***** Extracted records *****

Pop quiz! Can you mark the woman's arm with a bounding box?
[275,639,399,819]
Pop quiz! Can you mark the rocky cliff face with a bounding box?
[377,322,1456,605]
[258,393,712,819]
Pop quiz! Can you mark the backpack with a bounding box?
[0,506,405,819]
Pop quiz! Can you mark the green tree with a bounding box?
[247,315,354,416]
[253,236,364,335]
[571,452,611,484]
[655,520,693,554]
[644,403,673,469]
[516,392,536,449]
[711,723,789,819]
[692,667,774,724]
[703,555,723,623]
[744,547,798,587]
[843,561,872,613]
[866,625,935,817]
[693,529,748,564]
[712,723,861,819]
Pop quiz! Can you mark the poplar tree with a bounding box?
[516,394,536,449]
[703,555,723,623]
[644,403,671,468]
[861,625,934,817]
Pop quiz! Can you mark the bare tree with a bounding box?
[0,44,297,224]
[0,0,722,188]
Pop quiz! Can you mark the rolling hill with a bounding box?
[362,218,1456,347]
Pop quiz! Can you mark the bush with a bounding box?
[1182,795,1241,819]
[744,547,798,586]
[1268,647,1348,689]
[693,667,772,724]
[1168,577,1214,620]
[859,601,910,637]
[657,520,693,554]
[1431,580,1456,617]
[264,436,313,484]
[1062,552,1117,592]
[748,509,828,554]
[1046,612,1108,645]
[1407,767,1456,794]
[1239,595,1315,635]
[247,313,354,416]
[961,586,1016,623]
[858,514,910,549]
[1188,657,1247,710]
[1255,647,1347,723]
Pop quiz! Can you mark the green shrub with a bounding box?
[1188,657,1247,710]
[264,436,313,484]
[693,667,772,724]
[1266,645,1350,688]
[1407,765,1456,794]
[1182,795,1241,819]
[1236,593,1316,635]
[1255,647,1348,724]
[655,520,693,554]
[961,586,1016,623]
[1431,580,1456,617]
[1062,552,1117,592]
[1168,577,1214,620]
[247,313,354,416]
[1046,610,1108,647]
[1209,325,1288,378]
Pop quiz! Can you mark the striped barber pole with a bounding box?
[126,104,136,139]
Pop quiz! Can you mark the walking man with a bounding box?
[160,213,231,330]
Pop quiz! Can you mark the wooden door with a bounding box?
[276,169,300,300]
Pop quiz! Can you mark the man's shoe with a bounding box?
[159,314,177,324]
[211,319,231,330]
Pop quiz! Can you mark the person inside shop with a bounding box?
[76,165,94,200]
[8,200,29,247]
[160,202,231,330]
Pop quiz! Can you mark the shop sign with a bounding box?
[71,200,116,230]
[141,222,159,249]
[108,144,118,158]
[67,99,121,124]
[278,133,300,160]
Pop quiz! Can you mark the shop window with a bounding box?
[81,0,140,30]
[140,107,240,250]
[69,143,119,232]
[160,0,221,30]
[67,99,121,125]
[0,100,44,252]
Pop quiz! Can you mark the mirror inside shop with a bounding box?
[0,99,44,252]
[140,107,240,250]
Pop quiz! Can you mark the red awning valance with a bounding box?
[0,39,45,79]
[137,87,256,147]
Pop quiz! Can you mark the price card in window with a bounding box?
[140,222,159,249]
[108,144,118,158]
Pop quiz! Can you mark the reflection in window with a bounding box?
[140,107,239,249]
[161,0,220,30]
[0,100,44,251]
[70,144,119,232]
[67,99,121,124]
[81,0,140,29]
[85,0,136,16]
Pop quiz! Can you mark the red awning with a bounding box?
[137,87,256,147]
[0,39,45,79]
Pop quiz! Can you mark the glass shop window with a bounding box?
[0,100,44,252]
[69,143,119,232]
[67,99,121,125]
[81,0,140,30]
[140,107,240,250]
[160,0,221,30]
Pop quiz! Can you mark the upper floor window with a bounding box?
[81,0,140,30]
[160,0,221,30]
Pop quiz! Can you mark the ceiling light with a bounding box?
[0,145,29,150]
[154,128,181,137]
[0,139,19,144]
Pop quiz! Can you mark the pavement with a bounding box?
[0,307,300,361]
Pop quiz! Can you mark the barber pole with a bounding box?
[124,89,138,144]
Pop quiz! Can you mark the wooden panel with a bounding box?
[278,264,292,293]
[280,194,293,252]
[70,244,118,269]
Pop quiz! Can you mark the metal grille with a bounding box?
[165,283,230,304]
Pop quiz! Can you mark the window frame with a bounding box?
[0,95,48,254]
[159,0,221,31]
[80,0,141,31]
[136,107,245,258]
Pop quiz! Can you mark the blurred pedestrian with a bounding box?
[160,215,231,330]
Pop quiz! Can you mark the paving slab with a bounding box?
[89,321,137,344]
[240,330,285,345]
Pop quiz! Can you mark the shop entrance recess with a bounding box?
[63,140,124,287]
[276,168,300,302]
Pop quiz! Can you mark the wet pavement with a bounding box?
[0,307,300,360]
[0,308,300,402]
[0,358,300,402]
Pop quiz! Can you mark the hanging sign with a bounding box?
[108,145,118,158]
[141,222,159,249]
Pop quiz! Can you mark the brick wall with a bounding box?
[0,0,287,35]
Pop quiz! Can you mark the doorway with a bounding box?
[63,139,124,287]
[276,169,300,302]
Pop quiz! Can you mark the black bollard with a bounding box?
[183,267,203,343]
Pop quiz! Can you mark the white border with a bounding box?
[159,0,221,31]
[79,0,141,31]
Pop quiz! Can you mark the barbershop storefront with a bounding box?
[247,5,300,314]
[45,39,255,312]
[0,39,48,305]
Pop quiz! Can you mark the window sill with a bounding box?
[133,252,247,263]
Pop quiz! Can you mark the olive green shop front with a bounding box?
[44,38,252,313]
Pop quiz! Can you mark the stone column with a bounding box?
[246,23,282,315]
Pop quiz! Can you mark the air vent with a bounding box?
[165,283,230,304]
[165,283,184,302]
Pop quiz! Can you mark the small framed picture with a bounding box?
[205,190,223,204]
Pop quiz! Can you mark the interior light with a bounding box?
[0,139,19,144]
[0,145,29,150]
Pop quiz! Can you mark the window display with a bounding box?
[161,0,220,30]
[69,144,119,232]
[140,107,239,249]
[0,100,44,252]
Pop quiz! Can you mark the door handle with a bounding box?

*****

Reproduce the items starting at the line containing "Pop quiz! Can you mark the poplar" and ending at the line containing "[1255,647,1347,723]", including the requests, and offset every bounding box coordinate in the answers by -48.

Worked solution |
Pop quiz! Can you mark the poplar tree with a bounding box?
[468,346,488,401]
[655,507,675,575]
[596,355,623,420]
[813,577,886,769]
Pop quiz! Can you mark the bare tree with a bounding box?
[-48,-4,249,176]
[-48,-48,674,140]
Pop quiz! Can you mark the rolling hill with a bounding box?
[314,170,1408,299]
Pop quiz! Can you mark the bush with a bounding box?
[1134,747,1193,771]
[696,499,750,538]
[1220,599,1300,641]
[645,619,724,676]
[1120,529,1166,572]
[811,553,862,589]
[609,472,645,506]
[1383,532,1408,569]
[216,388,265,436]
[1014,504,1069,544]
[700,461,780,506]
[998,564,1060,597]
[1359,719,1408,746]
[1191,547,1267,587]
[199,265,306,368]
[913,538,968,575]
[810,466,862,501]
[1140,609,1199,662]
[1207,599,1299,675]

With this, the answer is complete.